[start PROVIDED DATA]
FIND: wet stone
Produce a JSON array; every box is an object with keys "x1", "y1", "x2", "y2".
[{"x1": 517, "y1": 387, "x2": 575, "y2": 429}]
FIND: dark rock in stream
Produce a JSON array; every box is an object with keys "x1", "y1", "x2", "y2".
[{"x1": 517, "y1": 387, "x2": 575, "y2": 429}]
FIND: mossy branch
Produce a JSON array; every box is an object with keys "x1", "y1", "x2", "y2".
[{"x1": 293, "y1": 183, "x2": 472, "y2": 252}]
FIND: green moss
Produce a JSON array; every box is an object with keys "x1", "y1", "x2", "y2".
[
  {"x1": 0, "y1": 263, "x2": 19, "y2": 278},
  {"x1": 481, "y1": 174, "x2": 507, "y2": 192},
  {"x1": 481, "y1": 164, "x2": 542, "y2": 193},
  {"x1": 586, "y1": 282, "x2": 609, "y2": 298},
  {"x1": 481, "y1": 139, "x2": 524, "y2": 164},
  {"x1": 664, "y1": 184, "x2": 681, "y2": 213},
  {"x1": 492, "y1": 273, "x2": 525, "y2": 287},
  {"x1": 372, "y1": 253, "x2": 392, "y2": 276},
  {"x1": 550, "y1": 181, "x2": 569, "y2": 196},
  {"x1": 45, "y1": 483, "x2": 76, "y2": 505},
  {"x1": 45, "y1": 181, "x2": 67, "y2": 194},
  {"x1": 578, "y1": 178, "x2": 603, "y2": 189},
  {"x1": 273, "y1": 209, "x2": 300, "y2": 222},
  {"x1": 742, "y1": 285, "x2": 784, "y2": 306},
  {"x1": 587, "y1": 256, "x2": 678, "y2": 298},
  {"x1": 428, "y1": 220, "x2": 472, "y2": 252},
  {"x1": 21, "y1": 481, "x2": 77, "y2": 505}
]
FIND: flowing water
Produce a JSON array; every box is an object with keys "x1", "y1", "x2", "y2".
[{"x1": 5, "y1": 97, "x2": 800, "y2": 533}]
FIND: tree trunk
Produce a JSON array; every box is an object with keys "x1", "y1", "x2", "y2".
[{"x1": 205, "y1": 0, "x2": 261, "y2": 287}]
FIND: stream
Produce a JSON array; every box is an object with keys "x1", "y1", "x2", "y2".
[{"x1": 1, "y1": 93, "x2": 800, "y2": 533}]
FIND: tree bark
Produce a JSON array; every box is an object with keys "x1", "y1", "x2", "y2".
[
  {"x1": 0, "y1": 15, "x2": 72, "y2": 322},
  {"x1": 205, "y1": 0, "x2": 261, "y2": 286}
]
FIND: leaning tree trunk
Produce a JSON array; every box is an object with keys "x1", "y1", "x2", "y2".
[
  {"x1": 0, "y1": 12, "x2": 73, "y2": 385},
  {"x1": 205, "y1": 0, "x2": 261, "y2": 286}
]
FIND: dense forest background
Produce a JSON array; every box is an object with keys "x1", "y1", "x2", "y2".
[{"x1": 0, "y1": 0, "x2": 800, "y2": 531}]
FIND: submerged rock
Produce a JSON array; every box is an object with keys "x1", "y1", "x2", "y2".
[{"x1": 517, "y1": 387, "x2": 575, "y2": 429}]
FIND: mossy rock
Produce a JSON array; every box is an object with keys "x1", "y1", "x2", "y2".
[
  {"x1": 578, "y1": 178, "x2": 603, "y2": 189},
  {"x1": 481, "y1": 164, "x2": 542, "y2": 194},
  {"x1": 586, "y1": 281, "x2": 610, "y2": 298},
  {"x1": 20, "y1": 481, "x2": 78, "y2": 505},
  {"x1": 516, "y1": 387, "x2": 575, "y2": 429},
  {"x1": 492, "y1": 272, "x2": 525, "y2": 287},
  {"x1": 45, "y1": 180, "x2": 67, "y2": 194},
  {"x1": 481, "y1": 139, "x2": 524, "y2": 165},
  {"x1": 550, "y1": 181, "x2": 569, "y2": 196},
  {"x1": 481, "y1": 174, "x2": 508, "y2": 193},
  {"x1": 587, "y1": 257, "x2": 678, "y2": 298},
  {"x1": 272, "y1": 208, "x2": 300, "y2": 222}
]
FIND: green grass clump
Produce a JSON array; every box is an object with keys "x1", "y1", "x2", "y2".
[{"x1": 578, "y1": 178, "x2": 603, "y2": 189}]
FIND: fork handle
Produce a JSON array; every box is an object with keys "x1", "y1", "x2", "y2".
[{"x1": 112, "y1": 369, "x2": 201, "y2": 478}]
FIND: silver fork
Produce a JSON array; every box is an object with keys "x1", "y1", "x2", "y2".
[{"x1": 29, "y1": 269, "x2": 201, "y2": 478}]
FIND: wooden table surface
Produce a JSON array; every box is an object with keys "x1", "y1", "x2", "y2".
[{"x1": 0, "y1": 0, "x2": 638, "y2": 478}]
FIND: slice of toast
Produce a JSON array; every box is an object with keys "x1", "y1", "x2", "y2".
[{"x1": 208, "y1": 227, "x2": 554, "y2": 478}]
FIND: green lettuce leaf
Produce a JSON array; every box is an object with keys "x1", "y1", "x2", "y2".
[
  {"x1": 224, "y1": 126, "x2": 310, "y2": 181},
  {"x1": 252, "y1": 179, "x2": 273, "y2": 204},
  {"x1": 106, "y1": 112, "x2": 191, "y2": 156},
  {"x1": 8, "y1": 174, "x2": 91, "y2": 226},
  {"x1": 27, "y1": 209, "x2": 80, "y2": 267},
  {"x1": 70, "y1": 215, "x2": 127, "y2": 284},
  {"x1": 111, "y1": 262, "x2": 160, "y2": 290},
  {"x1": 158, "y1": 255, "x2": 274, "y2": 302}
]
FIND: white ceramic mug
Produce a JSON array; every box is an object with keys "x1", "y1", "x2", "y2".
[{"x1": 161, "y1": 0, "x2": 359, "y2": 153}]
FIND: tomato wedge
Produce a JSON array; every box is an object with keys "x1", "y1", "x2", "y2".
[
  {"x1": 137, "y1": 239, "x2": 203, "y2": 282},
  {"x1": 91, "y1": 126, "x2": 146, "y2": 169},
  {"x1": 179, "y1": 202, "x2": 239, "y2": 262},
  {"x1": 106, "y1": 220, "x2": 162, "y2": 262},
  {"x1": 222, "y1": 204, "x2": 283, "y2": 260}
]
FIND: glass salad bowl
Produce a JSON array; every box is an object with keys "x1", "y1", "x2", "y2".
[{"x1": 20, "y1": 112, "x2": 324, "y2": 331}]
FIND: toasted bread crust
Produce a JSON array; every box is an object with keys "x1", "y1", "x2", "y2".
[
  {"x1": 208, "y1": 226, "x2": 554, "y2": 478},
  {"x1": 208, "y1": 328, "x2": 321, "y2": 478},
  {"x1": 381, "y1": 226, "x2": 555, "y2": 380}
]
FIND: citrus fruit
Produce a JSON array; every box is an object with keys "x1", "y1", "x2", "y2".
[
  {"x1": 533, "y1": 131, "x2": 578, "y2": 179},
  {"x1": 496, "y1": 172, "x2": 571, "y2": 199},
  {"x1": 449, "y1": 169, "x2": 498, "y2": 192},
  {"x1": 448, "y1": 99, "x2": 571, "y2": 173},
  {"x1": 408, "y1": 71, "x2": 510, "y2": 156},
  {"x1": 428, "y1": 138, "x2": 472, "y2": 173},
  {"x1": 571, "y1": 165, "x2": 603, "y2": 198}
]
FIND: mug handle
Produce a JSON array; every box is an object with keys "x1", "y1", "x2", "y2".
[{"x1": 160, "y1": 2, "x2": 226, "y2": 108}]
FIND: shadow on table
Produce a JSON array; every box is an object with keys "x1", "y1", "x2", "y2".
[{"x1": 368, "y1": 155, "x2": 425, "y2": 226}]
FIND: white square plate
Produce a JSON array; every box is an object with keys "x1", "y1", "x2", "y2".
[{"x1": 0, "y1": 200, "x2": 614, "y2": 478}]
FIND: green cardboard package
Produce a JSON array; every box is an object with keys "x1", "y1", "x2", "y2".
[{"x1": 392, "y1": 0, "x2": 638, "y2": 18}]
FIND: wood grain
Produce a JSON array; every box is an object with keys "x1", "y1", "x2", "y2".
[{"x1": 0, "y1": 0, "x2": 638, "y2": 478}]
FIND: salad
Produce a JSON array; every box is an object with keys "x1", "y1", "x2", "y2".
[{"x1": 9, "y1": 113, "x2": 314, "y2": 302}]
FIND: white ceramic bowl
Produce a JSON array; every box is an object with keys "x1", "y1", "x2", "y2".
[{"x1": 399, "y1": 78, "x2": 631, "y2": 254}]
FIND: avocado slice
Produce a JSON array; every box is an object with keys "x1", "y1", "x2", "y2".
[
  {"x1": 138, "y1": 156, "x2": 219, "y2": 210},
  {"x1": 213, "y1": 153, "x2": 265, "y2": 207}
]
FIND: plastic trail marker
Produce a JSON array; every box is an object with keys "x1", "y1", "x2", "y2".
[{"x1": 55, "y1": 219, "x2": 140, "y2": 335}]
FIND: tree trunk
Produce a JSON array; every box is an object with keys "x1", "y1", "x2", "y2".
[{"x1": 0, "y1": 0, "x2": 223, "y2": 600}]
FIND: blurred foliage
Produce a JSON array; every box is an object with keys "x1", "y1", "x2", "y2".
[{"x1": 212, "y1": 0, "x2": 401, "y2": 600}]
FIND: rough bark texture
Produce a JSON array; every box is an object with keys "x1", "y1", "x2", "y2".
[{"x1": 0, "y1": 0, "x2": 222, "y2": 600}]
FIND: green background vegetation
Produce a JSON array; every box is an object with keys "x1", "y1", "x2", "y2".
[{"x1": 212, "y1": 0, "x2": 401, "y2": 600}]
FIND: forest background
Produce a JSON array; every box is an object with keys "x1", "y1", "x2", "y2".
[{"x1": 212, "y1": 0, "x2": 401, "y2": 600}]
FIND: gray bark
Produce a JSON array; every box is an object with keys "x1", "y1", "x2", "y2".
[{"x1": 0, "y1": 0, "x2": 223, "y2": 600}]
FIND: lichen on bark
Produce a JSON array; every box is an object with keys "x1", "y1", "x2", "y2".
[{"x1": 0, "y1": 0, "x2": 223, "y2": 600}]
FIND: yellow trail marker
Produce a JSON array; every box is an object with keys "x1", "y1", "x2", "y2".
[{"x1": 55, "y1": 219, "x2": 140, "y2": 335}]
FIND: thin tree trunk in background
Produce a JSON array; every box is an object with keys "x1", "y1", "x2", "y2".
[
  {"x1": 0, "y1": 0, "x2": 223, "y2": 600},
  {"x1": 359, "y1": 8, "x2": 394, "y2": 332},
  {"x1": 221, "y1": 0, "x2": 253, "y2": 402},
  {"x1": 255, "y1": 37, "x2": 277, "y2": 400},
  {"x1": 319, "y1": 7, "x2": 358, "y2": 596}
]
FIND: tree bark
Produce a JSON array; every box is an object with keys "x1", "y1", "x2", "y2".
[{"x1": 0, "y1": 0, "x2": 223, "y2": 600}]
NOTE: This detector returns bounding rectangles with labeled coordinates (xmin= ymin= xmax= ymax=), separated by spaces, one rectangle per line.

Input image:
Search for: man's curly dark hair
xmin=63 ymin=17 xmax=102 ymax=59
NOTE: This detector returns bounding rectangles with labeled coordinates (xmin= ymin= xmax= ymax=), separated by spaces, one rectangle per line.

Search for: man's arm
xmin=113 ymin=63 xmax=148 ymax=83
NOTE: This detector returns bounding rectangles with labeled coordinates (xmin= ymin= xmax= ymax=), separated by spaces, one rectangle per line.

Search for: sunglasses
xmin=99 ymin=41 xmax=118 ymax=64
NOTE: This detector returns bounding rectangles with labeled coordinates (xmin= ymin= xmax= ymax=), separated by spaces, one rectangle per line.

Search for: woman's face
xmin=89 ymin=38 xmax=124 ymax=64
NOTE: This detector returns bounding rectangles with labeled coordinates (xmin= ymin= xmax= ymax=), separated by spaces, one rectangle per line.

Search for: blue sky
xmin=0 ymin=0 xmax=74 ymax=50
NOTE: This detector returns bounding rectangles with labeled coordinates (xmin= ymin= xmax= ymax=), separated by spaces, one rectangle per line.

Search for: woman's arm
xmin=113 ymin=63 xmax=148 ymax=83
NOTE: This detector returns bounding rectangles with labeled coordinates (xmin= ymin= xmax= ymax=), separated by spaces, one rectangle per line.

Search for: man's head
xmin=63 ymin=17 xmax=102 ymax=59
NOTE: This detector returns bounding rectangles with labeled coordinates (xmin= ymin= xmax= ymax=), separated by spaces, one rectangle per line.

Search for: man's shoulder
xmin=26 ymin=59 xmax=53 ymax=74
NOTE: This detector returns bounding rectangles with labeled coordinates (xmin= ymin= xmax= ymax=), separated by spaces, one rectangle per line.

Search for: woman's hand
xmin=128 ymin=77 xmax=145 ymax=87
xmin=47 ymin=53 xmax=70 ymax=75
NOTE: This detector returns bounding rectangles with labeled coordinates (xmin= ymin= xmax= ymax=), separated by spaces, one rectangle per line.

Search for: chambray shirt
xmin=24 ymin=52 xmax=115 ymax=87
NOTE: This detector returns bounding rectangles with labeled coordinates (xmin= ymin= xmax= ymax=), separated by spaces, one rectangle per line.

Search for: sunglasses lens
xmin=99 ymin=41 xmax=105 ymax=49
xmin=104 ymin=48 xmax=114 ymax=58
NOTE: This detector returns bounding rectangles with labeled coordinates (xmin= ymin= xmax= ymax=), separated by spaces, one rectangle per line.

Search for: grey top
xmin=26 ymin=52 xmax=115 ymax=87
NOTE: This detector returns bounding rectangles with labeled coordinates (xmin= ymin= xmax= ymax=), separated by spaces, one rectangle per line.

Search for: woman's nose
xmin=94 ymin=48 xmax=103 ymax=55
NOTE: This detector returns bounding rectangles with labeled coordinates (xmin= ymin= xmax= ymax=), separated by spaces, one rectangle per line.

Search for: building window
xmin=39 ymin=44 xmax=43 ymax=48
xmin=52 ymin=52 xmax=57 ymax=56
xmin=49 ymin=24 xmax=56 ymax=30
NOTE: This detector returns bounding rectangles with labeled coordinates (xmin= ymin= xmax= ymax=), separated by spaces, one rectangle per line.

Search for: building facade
[end PROVIDED DATA]
## WHAT THE TASK ASKS
List every line of the items above that contains the word "dark". Case counts.

## THE COMPLETED TASK
FIND: dark rock in stream
Search for: man's curly dark hair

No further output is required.